[課題]: 本文では、ショパールのジュネーブの生産拠点は何年に開設されたとされていますか。

[本文]:
またもやムラムラ物欲が湧き上がる。市内のショパール・ブティックでは置き時計(目覚ましタイプ)を市販している。2バレル製独立式ゼンマイによる重厚な目覚ましはGoldFilled製でCHF1860。
値段と品番が連動しているのは洒落だろうか?


In about 15 minutes drive from the airport, we have arrived Chopard Meyrin main factory.
In 1904, Karl Scheuflele had founded his company, Eszeha, at Pforzheim in Germany, where he was soon specializing in the production of bracelets and jewelled watches. In 1963, Karl Scheufele (the third), bought the Chopard business as an established and prestigious Swiss name. In 1975, this Geneve production point was opened which is one the major stations for Chopard manufacturering.
Looking back at the past 10 years of the LUC's history, I am very impressed with their rapid progress for developing various kinds of excellent LUC caliber series which make me realized that Chopard is really devoted as a true mechanical watch manufacturer with its independent policy.






(各工房見学の前に、ショパールの『社食』で腹ごなしする『時計オヤジ』〜)


←左写真: 初公開!?ショパールの社員食堂で遅めの昼食をご馳走になる。

ビュッフェ形式のレストランである。
工房見学前にまさか『社食』で食事出来るとはこれまた予想外のサプライズ。
何でアジア人がこんな所にいるんだ?と思われているかどうかは知らぬが、ポツンと日本人がフランス語飛び交う食堂に混じっているのはチョット場違い?かな。
いやいや、そんなことは関係あるまい。
素直にショパールのHOSPITALITYに感謝する時計オヤジである。


Before starting the factory tour, I could have an another great opportunity to have lunch at Chopard canteen. It is quite well organized canteen and joining into such an internal facility made me feel more reluxed. I felt as if I were from some press company or I were like a special visitor.



(←今回、多大なるお世話を頂いた御両人を紹介〜)

改めて紹介しよう。
向かって左がニコラス君、右がドイツ人のタッソー君(Assistant de Direction)。
こうして写真を見ると英国人とドイツ人の違いがよ〜く分かる感じだが、如何?

このあと、タッソー君にはショパール工房の各sectionを隈なくご案内頂く。
ご両人とも若いながら、洗練されたグレーのスーツと白いYシャツが新鮮で見事に着こなしている。時計オヤジのベースはアメリカン・トラッドだがこうしたニートな服装にも共感する。彼等スタッフの身嗜みからもショパールの社風を感じ取るのだ。

データセットの項目:
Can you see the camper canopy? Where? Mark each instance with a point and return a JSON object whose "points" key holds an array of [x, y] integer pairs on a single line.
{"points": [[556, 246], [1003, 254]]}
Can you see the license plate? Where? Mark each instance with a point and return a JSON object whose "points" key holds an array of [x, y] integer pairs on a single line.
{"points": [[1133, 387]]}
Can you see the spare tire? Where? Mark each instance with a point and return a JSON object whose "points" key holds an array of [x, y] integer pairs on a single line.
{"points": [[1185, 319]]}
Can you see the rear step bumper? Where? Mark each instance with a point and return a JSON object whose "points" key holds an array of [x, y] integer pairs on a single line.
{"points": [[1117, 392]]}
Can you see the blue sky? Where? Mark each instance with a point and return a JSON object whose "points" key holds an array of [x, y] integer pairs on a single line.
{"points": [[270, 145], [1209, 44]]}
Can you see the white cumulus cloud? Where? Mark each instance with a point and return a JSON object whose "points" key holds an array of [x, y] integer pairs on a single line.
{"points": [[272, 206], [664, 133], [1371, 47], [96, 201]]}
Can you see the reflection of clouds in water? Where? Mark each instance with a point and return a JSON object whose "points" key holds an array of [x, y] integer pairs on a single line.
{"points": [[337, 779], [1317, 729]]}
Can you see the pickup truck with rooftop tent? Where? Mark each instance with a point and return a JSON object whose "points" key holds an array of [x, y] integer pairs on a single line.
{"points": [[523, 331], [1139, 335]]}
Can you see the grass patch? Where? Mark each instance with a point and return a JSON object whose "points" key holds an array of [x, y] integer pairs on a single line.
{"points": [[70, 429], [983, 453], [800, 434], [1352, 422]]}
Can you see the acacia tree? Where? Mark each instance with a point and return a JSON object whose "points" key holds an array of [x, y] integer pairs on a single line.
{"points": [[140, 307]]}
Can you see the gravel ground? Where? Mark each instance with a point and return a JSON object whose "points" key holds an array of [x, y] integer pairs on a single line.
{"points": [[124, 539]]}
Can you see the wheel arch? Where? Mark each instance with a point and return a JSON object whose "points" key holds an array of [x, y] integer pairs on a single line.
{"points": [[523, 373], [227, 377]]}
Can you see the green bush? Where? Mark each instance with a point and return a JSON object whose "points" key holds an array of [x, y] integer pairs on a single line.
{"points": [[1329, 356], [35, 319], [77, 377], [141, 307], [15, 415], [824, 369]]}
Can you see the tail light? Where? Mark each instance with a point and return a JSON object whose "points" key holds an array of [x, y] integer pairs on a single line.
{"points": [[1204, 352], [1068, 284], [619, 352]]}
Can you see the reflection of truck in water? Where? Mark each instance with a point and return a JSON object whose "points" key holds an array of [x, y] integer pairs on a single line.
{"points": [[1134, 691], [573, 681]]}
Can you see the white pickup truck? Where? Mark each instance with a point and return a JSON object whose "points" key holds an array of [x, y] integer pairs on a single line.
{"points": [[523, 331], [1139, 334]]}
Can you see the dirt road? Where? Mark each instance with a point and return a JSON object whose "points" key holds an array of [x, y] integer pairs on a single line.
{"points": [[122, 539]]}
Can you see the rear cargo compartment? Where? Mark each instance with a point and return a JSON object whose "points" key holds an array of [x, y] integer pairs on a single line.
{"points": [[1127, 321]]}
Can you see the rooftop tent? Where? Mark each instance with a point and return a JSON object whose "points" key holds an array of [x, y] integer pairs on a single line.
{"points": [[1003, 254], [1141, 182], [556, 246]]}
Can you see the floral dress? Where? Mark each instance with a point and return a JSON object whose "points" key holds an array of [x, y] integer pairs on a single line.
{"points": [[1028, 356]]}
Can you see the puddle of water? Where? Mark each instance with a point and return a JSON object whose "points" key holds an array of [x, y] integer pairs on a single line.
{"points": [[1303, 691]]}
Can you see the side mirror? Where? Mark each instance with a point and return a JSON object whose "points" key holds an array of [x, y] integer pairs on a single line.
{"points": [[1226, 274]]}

[解答]: 1975年です。